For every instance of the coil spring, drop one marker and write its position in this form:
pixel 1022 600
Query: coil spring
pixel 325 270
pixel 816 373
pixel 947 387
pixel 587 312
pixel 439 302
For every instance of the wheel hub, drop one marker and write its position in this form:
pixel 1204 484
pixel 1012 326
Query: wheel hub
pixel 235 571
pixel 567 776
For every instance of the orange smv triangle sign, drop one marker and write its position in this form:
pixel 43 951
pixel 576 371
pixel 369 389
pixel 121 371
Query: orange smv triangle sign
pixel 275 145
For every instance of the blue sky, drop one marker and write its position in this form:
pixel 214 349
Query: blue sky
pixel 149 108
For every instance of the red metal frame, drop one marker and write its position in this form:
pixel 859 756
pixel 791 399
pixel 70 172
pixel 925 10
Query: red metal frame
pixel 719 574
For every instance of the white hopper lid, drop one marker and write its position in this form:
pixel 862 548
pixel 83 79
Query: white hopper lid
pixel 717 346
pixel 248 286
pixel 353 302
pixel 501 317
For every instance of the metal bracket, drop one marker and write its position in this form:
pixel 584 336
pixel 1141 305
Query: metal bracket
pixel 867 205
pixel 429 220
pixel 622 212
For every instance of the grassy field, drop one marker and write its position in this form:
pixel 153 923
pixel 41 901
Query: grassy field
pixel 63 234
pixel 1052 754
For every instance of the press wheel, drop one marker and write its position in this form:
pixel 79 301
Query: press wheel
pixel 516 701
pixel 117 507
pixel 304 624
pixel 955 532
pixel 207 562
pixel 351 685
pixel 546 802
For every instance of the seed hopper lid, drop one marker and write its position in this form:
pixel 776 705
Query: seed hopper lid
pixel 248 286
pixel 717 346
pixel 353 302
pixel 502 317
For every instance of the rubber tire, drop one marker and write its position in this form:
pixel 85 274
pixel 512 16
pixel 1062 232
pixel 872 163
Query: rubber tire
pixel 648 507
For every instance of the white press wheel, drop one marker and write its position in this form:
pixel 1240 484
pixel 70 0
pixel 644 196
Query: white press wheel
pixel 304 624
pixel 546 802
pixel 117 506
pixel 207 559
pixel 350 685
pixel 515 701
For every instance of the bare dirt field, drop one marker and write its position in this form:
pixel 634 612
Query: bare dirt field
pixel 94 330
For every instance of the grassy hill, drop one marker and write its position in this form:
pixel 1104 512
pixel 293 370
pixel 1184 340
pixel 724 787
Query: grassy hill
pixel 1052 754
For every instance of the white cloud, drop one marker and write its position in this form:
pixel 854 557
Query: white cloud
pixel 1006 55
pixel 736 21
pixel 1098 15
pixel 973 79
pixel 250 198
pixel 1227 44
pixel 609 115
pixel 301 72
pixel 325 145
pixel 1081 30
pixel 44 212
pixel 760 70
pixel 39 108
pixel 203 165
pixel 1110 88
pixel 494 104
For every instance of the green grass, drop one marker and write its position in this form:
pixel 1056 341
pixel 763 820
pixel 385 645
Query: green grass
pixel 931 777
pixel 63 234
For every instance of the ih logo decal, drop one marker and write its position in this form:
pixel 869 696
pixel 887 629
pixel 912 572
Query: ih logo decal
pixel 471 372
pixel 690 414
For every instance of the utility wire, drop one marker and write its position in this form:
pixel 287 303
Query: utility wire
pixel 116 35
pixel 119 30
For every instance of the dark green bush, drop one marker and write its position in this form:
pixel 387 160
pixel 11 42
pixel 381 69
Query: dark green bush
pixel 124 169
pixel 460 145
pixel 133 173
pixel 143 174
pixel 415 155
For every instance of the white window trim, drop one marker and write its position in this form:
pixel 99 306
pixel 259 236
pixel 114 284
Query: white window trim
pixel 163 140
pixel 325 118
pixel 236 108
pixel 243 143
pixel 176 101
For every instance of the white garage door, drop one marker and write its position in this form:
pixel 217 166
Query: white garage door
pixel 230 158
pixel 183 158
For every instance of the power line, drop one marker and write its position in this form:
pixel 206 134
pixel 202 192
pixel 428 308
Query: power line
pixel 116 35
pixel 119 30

:::

Repeat all of the material above word for word, line by line, in the same order.

For every instance of the coil spring, drop one marker and write its position in this form:
pixel 1022 600
Query: coil spring
pixel 325 270
pixel 816 373
pixel 947 387
pixel 587 312
pixel 439 302
For every instance of the wheel hub, drop one marker and write its position in this form:
pixel 1204 484
pixel 1012 326
Query: wheel hub
pixel 235 571
pixel 567 776
For every instance of the orange smv triangle sign, drop one marker and write its position in this form:
pixel 43 951
pixel 576 371
pixel 369 389
pixel 121 371
Query: orange smv triangle sign
pixel 275 145
For every instance of the blue sky, drop one marker and write its position in this form:
pixel 214 349
Query: blue sky
pixel 149 108
For every instance of the red metal frame, drop one marker and write its position in this form:
pixel 859 756
pixel 791 399
pixel 70 172
pixel 925 10
Query: red metal frame
pixel 719 574
For every instance of the white hopper lid, drop one marker and write its position in this form:
pixel 862 548
pixel 83 79
Query: white hopper lid
pixel 717 346
pixel 248 286
pixel 353 302
pixel 501 317
For every instance of the metal bracket, drop one marker and write its position in this form:
pixel 584 336
pixel 1141 305
Query: metal bracket
pixel 867 205
pixel 429 220
pixel 622 212
For every instance of the grassy field, drop one marker and write its position in this form:
pixel 153 923
pixel 41 901
Query: grassy field
pixel 63 234
pixel 1052 754
For every instance of the press wheel, drop one marker and write its position in this form:
pixel 79 301
Query: press wheel
pixel 516 701
pixel 117 507
pixel 304 624
pixel 955 532
pixel 207 562
pixel 351 685
pixel 546 802
For every instance of the seed hopper lid, drop one marker and write its position in this form:
pixel 776 705
Query: seed hopper lid
pixel 248 286
pixel 717 346
pixel 353 302
pixel 502 317
For every instance of the rubber tire, drop one marker and write its position in this form:
pixel 85 274
pixel 512 16
pixel 1062 232
pixel 872 163
Query: rubber tire
pixel 648 507
For every instance of the white press wheel, drop one marker and write its position in this form:
pixel 1240 484
pixel 70 0
pixel 644 196
Query: white press wheel
pixel 304 624
pixel 546 802
pixel 117 506
pixel 207 559
pixel 350 685
pixel 515 701
For every instance of the bare dirt field, drop one marker and write its position in this form:
pixel 634 612
Query: bare dirt field
pixel 94 330
For every instance of the grassy hill, drop one marker and write its position in this form:
pixel 1104 512
pixel 293 370
pixel 1184 340
pixel 724 787
Query: grassy hill
pixel 1052 754
For every instance of the white cloud, drop one marker and write its position in this form:
pixel 854 557
Query: white cloud
pixel 1006 55
pixel 736 21
pixel 1098 15
pixel 973 79
pixel 250 198
pixel 1227 44
pixel 609 115
pixel 301 72
pixel 325 145
pixel 1081 30
pixel 44 212
pixel 760 70
pixel 39 108
pixel 203 165
pixel 1110 88
pixel 494 104
For every instance of the green grass, drop one marker and write its position in this form:
pixel 1056 341
pixel 763 820
pixel 385 645
Query: green grass
pixel 931 777
pixel 63 234
For every instance of the ih logo decal, drop one marker and write its position in this form:
pixel 869 696
pixel 887 629
pixel 912 572
Query: ih logo decal
pixel 471 372
pixel 690 414
For every instance of the utility wire, drop one marker and write its position in this form:
pixel 287 303
Query: utility wire
pixel 116 35
pixel 119 30
For every instance of the dark green bush, drop one marker and write its position in this form:
pixel 387 160
pixel 11 42
pixel 381 69
Query: dark green bush
pixel 124 169
pixel 460 145
pixel 133 173
pixel 143 174
pixel 415 155
For every instance of the white window trim, drop one marker and write its position in this form:
pixel 99 306
pixel 259 236
pixel 114 284
Query: white window trim
pixel 163 140
pixel 325 118
pixel 236 108
pixel 243 143
pixel 176 101
For every instance of the white garage door, drop one marker and write its position in this form:
pixel 217 166
Query: white garage door
pixel 230 158
pixel 183 158
For every instance of the power line, drop one marker and write its position in this form:
pixel 206 134
pixel 202 192
pixel 428 308
Query: power line
pixel 116 35
pixel 119 30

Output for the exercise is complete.